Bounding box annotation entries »
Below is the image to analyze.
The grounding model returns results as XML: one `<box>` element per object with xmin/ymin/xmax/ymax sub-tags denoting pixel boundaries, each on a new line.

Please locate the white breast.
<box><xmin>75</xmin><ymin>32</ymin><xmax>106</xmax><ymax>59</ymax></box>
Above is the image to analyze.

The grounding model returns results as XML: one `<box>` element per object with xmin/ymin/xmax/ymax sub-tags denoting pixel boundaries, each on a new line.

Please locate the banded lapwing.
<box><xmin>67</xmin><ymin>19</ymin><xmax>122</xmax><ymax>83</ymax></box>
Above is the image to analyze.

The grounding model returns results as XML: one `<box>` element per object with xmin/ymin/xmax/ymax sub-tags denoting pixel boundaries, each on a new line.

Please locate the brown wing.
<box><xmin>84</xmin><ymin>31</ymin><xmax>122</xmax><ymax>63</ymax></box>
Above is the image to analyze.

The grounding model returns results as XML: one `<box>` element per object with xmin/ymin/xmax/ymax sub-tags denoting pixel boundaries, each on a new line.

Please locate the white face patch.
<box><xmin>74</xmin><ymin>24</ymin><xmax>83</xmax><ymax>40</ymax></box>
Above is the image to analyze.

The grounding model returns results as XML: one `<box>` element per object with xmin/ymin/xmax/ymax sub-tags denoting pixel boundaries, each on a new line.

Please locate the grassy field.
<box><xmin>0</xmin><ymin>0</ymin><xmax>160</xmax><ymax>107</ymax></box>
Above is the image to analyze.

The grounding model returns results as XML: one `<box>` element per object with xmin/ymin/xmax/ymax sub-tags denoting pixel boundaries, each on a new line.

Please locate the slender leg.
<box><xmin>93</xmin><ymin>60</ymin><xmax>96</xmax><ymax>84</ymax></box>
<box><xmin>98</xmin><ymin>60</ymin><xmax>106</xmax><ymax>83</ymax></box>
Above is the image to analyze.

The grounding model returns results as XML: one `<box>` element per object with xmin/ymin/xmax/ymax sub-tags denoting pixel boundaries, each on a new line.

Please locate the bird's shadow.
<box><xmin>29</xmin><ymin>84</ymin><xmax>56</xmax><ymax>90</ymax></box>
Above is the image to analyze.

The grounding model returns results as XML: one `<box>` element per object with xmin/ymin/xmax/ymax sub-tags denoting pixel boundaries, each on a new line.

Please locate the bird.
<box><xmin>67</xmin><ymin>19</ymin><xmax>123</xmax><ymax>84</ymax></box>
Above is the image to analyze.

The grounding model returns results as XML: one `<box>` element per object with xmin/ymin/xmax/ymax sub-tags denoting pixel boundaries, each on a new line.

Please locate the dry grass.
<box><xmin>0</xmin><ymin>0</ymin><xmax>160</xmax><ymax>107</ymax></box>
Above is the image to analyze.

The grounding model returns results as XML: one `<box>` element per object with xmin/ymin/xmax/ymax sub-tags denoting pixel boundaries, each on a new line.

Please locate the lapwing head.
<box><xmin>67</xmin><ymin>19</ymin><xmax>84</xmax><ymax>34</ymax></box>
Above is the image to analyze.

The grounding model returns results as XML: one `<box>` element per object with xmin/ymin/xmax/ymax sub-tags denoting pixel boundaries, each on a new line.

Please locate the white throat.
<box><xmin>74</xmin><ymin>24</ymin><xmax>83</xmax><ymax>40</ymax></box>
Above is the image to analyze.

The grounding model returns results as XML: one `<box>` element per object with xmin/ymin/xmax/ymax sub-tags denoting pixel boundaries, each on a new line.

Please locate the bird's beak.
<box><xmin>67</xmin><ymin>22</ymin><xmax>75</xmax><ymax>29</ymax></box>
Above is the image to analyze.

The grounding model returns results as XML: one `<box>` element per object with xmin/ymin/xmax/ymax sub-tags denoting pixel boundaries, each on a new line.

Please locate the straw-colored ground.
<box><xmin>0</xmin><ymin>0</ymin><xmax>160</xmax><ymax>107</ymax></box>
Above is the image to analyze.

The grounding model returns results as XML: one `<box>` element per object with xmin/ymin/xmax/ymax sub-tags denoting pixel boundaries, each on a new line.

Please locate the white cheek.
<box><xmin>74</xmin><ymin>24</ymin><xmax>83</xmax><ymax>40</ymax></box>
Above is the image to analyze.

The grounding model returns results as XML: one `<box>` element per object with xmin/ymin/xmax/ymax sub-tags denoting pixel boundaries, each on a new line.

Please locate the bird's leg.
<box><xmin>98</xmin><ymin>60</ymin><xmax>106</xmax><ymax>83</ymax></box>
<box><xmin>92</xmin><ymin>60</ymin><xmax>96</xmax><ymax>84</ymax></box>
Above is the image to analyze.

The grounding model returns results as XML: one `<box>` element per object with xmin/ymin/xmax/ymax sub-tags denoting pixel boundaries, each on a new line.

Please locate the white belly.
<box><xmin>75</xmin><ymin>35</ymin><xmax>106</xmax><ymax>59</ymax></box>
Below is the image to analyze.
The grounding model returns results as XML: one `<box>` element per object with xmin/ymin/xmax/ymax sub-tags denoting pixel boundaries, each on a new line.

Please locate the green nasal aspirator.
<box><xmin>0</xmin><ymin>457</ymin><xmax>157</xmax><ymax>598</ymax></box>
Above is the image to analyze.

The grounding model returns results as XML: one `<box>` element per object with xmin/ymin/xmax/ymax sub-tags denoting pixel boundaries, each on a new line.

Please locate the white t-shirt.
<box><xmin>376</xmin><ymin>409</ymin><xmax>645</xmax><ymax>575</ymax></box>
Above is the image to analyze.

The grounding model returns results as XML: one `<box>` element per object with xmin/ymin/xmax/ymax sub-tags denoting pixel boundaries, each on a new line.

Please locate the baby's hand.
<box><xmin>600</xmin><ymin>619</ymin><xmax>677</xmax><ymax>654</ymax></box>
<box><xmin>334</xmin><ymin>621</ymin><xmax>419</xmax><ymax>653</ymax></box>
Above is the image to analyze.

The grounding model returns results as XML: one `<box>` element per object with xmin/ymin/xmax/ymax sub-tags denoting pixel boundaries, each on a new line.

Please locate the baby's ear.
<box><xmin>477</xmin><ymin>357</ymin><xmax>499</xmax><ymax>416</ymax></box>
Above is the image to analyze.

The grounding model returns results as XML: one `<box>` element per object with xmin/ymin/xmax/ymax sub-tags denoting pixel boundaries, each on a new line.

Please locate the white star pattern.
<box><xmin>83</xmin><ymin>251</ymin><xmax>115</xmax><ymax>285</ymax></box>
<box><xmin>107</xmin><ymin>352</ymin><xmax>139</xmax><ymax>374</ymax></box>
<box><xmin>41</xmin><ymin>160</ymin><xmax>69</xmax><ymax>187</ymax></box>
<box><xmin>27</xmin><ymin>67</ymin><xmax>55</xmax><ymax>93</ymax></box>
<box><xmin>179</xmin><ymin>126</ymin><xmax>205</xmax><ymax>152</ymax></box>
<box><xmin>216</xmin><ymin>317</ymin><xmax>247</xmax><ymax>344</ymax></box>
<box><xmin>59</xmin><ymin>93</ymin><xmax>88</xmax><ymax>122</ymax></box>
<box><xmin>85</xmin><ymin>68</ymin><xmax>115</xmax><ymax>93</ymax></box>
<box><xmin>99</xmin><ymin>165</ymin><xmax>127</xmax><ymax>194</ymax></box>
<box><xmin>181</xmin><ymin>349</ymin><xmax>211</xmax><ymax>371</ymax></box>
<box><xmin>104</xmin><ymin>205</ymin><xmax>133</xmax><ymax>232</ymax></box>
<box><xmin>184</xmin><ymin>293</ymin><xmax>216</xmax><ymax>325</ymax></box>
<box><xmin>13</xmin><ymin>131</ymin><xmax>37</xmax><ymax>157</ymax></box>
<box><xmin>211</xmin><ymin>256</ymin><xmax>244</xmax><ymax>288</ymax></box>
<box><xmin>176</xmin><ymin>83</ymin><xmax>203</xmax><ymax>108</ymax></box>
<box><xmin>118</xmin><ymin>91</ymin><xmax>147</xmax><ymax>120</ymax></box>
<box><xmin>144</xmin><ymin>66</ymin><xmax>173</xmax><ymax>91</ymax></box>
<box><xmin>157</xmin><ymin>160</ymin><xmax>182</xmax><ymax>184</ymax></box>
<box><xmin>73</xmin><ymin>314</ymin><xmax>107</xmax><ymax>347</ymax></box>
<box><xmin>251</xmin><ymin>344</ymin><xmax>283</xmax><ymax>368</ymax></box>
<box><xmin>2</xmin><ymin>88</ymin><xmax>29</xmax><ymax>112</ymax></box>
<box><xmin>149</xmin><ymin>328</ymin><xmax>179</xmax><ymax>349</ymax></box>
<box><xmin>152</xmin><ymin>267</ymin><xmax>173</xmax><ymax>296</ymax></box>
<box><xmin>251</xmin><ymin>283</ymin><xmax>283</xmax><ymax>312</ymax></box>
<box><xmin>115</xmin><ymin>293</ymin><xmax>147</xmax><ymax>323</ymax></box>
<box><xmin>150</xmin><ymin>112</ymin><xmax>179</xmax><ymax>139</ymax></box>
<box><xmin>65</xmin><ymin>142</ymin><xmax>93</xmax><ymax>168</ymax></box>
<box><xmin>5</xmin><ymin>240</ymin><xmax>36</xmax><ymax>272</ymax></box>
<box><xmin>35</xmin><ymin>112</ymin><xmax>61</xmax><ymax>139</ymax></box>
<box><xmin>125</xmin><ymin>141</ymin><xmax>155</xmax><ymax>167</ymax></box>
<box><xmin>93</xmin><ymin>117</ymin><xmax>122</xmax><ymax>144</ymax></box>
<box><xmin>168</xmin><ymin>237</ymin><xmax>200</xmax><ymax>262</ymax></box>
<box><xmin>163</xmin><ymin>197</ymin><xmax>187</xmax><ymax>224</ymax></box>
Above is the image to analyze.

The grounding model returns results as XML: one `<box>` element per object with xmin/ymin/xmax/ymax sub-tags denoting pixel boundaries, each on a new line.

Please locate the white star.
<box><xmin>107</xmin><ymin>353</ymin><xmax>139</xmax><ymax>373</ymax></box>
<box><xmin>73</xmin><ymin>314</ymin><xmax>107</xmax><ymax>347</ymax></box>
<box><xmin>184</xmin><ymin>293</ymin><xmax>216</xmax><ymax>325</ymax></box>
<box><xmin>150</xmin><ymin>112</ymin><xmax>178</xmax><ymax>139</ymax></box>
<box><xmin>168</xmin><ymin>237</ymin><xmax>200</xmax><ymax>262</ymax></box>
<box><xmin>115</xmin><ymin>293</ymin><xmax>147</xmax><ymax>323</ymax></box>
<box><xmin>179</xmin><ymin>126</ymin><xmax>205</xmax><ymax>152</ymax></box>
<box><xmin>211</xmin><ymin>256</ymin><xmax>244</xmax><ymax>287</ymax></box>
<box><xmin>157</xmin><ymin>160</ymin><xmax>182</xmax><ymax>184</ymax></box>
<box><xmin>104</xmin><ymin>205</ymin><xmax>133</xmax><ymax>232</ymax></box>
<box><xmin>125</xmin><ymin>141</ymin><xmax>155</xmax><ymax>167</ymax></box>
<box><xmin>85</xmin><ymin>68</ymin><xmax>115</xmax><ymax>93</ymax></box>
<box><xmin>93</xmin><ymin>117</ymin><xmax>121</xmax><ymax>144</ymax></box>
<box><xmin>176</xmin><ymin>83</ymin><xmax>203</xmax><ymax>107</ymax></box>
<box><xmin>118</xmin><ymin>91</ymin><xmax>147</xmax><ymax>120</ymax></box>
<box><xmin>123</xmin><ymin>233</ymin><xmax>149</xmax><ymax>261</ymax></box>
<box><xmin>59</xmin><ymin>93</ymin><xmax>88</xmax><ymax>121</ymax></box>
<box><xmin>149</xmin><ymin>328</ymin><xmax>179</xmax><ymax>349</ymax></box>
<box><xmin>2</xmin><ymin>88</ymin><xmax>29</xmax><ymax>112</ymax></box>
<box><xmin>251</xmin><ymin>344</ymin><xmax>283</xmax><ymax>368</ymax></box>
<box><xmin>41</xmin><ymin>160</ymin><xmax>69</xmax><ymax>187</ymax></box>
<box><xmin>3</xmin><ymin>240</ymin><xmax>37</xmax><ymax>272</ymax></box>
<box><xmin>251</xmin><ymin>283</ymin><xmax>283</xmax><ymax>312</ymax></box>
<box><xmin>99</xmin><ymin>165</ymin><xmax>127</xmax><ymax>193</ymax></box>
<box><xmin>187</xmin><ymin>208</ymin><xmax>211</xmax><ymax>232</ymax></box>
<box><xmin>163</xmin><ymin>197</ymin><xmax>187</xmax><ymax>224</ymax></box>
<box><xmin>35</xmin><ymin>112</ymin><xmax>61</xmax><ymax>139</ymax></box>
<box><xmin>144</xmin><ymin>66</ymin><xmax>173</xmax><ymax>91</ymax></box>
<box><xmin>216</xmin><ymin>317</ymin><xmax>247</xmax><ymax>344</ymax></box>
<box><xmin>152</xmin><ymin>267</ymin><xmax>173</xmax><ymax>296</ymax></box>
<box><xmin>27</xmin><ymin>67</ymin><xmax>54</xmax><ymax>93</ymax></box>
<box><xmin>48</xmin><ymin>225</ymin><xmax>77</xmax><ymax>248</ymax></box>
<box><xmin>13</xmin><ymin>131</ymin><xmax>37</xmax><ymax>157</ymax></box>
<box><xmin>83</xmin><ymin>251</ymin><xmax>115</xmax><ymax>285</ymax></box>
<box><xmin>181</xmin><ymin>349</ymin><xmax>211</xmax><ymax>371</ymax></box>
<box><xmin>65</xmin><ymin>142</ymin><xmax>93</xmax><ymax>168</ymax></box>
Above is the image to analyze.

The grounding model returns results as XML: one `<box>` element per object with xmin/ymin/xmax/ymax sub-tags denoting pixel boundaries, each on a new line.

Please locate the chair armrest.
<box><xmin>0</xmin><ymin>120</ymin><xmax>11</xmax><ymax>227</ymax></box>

WRITTEN REQUEST »
Pick out and copy every line in the records above that contains the string "white". Case counts.

ANSWER BELOW »
Please locate the white breast.
Please locate the white face patch.
Please locate the white throat.
Please locate the white cheek.
Please locate the white belly.
Please locate the white t-shirt.
Please locate the white star pattern.
Please locate the white star.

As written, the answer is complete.